(Dataset rows on object locations)
****************************************
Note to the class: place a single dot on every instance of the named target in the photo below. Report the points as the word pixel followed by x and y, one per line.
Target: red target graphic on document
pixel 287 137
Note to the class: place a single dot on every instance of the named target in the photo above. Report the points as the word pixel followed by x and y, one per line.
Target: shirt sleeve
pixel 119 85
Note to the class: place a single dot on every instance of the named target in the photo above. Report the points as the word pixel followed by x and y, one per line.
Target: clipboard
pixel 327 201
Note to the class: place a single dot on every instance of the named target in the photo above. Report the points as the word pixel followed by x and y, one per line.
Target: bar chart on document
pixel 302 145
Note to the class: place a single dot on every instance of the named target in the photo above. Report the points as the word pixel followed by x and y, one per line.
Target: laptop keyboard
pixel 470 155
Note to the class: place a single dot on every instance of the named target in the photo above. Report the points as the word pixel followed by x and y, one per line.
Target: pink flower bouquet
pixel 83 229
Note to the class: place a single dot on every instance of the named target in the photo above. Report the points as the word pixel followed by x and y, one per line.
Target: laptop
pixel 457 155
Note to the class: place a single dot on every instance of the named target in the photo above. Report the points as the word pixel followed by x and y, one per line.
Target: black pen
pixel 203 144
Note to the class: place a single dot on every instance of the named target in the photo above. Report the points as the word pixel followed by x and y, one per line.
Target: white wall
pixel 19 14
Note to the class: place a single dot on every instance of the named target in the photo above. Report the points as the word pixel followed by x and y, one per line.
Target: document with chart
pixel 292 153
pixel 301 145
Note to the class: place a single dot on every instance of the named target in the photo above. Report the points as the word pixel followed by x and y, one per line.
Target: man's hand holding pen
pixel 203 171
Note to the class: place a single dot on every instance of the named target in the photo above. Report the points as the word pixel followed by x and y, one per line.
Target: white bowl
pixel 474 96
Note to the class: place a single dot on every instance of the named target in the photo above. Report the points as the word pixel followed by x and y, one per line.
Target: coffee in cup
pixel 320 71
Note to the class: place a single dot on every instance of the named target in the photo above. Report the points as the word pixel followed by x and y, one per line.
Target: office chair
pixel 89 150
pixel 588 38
****************************************
Retype every row above word for word, keeping the original line order.

Note to the class: place a single dot on every instance of the named target in the photo below. Report the points as the word pixel followed by x and y, one per line.
Target: red target graphic on document
pixel 287 137
Note to the class: place a single dot on every instance of the named target in the photo above. Report the points as the word pixel followed by x and y, one per line.
Target: shirt sleeve
pixel 119 85
Note to the class: place a single dot on every instance of the named target in the photo above. Report the points as the word pixel followed by x and y, one per line.
Target: clipboard
pixel 327 201
Note to the class: place a single dot on every instance of the named target in the photo above. Report the points as the word pixel followed by x and y, one per line.
Target: bar chart on document
pixel 302 145
Note to the class: place a single dot on every instance of the named target in the photo above. Report the points as the word pixel followed by x and y, one per line.
Target: laptop keyboard
pixel 470 155
Note to the class: place a single dot on every instance of the named target in the photo above. Report the points as the word pixel followed by x and y, one per line.
Target: pink flower bouquet
pixel 83 229
Note to the class: place a single dot on every instance of the named target in the photo above. Report the points as the word pixel followed by x and y, one per line.
Target: laptop
pixel 457 155
Note to the class: place a single dot on every instance of the named target in the photo above. Report the points as the word pixel followed by x and y, one per line.
Target: black pen
pixel 203 144
Note to the class: place a single dot on every instance of the named target in the photo above. Report the points as the word pixel followed by x and y, one per line.
Target: white wall
pixel 19 14
Note to the class: place a single dot on every instance of the named target in the photo above. Report the points as the word pixel followed by x and y, one per line.
Target: document with chart
pixel 292 153
pixel 301 145
Note to the class: place a single dot on every instance of the named target in the photo above. Report the points as the word pixel followed by x and y, one per line.
Target: man's hand holding pen
pixel 203 171
Note to the class: place a single dot on every instance of the named target in the photo above. Report the points as the word pixel followed by x and y, one per line.
Target: white bowl
pixel 474 96
Note to the class: place a single dot on every instance of the named target in the photo above. Report the points as the word pixel followed by x and y, one per line.
Target: coffee in cup
pixel 320 71
Note to the class: place a single dot on every instance of the named target in the photo above. Report the points as the word pixel followed by x and y, one per line.
Target: office chair
pixel 89 150
pixel 588 38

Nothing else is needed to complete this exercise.